Instructions for the task
Could you count the lines in the entries beneath that hold the word "dark"? Respond with the number alone.

Entries shown
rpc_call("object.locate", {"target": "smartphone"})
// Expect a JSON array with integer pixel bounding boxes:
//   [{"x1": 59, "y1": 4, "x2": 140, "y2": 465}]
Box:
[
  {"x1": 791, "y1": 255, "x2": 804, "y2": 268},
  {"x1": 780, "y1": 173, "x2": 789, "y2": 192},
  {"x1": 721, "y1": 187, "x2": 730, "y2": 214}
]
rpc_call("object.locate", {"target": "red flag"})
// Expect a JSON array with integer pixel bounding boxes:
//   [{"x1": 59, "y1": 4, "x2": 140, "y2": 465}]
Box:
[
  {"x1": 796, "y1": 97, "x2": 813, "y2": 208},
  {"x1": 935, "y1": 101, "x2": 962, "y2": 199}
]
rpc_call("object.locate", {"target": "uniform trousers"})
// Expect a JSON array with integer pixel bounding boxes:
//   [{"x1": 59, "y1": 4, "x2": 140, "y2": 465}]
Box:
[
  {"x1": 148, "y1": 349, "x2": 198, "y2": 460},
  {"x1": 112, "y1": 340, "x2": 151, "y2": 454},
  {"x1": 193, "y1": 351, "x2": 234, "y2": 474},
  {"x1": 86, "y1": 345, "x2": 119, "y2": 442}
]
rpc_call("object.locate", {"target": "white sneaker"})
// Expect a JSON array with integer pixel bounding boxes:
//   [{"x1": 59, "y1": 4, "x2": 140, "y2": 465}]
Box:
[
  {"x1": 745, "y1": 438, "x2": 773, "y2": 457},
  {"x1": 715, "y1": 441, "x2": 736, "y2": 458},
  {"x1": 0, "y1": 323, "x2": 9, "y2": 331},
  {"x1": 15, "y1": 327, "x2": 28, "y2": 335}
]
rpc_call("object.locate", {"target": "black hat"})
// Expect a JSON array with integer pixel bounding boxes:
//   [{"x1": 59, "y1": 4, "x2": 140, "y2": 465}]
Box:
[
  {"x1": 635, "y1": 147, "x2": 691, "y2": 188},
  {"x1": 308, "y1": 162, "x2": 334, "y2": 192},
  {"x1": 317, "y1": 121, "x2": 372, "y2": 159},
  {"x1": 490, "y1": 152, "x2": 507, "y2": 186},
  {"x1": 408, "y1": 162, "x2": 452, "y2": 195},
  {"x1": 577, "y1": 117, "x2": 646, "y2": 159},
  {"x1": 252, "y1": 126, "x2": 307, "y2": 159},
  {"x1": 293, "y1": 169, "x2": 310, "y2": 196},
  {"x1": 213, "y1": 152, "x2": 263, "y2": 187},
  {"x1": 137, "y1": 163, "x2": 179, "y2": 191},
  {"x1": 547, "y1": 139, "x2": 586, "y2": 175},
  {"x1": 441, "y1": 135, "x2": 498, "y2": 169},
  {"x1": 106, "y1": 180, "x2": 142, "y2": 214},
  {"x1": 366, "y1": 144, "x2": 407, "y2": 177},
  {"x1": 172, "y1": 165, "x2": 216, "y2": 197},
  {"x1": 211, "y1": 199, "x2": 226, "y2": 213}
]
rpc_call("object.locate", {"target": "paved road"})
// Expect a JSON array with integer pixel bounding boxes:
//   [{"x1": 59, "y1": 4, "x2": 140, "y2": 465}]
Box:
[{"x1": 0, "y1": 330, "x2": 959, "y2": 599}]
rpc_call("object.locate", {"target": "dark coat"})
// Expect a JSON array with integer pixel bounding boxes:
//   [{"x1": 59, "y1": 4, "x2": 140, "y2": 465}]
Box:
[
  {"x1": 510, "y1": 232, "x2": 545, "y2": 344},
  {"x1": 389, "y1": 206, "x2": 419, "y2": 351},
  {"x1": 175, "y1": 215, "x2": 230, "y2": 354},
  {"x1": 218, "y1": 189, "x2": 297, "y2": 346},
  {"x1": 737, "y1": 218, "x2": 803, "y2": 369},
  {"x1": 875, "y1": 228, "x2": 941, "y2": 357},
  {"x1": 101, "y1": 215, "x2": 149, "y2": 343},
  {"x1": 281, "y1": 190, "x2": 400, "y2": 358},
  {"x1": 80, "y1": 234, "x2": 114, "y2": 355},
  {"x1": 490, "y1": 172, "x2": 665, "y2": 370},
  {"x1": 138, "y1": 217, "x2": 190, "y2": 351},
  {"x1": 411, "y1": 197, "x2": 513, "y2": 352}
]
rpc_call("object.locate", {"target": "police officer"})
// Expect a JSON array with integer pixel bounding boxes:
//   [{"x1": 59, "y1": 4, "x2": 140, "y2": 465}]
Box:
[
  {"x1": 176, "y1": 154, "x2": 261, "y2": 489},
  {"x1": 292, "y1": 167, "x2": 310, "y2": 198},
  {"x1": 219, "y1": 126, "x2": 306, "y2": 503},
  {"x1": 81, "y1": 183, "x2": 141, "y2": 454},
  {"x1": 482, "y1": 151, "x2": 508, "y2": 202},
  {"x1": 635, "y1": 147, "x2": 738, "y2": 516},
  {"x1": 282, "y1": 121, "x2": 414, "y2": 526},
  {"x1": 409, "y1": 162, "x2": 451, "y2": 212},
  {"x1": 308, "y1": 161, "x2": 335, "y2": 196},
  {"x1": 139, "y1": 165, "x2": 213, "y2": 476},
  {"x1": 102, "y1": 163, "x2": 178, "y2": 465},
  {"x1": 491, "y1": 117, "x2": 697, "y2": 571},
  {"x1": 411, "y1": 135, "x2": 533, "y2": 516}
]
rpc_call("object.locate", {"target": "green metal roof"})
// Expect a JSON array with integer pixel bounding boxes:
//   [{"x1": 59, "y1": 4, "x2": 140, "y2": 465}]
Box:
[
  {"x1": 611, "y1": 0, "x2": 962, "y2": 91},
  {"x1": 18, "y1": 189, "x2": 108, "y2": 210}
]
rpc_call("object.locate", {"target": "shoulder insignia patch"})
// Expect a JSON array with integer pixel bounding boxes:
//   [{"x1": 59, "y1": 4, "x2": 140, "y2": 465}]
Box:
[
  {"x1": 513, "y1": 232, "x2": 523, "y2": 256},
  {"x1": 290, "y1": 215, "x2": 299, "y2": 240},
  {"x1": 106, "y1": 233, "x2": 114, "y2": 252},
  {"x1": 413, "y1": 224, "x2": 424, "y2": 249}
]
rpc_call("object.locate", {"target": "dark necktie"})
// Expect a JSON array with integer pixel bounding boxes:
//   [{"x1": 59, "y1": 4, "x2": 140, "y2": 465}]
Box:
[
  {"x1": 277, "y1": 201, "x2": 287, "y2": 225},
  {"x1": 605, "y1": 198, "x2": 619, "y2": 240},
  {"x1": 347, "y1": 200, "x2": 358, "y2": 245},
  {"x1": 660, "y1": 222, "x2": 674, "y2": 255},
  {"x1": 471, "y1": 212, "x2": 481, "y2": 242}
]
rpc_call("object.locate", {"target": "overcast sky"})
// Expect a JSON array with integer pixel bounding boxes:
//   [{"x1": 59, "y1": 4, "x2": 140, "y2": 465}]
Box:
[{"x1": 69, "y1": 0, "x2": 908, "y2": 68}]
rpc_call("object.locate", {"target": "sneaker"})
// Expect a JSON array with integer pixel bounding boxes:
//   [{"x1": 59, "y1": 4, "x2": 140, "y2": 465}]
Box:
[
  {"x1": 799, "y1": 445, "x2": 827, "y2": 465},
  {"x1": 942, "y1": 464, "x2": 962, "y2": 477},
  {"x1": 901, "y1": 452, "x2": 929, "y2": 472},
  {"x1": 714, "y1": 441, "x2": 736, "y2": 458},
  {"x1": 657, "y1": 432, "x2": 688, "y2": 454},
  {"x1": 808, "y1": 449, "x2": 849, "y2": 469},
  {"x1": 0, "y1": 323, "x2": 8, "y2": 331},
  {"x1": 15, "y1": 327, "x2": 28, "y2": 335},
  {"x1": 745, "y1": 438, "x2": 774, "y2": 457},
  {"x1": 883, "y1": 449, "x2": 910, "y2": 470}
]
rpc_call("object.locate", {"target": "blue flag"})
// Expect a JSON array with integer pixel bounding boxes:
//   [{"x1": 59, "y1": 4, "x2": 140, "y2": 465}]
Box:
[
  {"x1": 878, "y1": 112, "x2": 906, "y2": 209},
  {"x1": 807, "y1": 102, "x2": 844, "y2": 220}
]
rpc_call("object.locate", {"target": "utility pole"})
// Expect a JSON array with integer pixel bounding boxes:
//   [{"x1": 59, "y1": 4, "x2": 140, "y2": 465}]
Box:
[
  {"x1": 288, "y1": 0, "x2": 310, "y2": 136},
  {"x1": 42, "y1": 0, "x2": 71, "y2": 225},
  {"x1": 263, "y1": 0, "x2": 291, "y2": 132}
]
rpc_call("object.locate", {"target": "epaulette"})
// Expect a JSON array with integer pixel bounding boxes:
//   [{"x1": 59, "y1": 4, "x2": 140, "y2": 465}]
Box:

Your solution
2